§ **Given exercise**
Set down exactly the lines running from the line with "Target: man in black puffer jacket" to the end of the listing below, both ends included.

+++ Exercise input +++

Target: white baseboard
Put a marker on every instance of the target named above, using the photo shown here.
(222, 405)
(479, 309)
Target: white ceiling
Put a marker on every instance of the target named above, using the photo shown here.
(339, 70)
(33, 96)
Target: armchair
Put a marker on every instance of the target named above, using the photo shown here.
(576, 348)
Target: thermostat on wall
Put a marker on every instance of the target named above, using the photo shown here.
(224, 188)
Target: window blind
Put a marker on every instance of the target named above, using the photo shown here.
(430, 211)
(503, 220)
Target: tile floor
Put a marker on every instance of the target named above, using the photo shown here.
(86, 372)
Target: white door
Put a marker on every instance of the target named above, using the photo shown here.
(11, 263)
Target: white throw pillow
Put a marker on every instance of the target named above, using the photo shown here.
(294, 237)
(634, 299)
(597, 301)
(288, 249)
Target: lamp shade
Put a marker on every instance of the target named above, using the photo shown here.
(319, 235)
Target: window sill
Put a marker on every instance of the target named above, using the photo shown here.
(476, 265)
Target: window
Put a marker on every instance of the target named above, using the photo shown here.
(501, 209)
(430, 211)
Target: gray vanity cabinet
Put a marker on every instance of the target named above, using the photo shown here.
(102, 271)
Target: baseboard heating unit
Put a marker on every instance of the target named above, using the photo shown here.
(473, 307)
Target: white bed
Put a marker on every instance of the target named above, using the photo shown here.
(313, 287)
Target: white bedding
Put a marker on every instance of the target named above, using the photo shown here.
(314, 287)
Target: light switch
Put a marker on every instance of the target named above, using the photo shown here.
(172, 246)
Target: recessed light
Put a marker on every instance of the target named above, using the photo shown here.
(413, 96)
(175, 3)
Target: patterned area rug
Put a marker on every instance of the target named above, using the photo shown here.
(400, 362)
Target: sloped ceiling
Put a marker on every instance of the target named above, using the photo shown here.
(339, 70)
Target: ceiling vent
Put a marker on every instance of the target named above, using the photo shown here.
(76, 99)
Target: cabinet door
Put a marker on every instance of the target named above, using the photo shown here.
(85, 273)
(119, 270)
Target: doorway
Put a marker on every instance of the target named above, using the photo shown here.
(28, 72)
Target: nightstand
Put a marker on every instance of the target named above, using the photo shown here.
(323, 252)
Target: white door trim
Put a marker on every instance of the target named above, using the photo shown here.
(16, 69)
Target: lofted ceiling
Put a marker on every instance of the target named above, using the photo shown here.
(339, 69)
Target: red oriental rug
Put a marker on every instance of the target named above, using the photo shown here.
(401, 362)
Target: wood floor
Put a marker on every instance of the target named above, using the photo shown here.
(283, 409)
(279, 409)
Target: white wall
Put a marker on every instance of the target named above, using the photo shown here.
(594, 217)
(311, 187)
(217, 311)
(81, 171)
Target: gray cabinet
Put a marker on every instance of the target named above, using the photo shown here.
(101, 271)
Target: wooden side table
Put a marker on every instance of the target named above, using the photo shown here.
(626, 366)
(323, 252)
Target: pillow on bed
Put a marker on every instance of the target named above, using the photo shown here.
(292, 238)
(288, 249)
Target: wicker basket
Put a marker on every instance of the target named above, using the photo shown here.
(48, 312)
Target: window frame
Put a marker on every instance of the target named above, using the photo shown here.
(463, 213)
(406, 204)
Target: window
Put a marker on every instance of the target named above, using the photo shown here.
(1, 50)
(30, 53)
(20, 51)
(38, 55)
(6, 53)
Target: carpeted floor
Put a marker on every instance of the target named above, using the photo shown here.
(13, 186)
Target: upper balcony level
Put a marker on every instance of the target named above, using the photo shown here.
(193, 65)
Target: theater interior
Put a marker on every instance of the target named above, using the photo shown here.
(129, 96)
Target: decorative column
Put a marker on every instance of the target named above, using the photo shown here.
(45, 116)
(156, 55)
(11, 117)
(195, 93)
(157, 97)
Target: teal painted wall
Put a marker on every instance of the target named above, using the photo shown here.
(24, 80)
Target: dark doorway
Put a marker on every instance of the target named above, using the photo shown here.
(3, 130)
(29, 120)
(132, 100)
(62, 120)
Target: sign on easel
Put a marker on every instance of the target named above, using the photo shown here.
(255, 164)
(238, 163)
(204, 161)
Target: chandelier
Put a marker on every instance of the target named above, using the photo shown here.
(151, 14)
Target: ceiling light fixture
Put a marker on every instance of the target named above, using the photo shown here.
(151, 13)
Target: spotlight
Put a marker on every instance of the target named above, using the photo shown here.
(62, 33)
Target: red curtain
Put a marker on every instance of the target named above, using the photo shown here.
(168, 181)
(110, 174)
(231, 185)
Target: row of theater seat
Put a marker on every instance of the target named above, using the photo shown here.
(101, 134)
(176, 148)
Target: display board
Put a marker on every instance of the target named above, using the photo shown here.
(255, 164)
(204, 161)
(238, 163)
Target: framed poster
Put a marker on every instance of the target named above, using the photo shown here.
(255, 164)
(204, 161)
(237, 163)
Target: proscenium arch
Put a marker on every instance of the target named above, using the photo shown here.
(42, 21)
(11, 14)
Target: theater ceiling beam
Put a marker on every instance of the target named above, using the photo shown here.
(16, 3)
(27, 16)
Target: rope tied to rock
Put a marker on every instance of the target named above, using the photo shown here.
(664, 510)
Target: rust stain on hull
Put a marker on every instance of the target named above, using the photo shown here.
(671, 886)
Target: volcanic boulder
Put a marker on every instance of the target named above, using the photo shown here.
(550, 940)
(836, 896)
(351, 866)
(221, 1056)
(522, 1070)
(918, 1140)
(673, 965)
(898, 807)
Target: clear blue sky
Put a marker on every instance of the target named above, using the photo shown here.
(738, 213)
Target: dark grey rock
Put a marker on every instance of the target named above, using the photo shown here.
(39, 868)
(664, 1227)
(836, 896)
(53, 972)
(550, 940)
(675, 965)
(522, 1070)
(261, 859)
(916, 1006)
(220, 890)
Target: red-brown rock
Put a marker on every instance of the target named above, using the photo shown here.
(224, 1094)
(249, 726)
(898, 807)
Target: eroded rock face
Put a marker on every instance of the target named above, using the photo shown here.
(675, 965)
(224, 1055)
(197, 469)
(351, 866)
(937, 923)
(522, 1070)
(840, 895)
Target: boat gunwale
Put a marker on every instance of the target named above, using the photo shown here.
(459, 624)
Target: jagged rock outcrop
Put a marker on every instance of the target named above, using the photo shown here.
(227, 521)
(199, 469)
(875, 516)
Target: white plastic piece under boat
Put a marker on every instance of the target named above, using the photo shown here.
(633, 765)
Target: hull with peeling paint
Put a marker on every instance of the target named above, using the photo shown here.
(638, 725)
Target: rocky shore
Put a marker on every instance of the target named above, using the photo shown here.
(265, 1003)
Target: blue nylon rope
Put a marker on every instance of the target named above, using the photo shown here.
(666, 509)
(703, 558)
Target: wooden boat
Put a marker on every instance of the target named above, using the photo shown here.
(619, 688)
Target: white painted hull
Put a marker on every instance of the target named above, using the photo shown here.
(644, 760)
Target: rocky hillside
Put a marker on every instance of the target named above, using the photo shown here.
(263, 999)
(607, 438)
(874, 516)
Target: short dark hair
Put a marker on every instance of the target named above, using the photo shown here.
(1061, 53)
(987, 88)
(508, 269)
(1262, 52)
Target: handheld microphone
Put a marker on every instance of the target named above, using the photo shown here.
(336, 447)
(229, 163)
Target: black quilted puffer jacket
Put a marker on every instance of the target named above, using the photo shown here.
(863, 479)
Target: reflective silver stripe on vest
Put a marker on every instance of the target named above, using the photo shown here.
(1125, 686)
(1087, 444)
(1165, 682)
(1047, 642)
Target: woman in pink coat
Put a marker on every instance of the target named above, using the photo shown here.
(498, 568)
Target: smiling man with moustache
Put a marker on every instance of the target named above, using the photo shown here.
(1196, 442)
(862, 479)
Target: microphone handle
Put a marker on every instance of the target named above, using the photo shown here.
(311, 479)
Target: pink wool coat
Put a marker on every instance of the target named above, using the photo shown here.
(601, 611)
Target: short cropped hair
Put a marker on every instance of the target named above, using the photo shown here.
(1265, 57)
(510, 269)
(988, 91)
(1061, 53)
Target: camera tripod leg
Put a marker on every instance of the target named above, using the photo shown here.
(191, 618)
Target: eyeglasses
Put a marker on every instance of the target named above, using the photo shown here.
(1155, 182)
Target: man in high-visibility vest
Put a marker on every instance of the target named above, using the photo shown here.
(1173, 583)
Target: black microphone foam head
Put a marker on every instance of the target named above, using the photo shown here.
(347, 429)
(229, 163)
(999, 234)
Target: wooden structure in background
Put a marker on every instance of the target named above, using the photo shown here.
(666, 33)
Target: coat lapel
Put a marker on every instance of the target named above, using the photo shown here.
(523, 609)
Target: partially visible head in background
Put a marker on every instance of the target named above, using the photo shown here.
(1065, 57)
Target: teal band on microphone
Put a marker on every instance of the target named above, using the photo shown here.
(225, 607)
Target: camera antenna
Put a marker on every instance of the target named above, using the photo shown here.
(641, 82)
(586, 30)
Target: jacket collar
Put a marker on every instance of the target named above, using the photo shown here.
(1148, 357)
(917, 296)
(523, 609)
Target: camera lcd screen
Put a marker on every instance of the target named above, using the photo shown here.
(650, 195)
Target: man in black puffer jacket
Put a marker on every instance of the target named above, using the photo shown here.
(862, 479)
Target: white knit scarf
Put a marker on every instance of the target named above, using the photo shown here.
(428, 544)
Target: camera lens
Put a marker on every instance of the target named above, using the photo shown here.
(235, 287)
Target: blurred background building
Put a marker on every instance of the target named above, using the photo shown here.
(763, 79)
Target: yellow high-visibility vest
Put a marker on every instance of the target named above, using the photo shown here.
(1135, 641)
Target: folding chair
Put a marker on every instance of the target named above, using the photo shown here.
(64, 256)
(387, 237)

+++

§ **Result for this task**
Target: man in black puffer jacket
Put a marker on every instance of the target named above, using the photo shown here.
(862, 479)
Target: white knit scarf
Put a marker on every instance of the target named above, using the photo shown here.
(428, 544)
Target: camera lens
Put a marker on every instance of the target named above, using the photo shown here.
(235, 287)
Target: blurred background building
Put a marker on every instance of the target named above, using the photo shown here.
(763, 79)
Target: yellow high-visibility vest
Put a marker on every instance of the target named above, using the photo shown here.
(1135, 641)
Target: folding chair
Put a marker on every instance of the target named above, using the photo shown here.
(64, 256)
(387, 237)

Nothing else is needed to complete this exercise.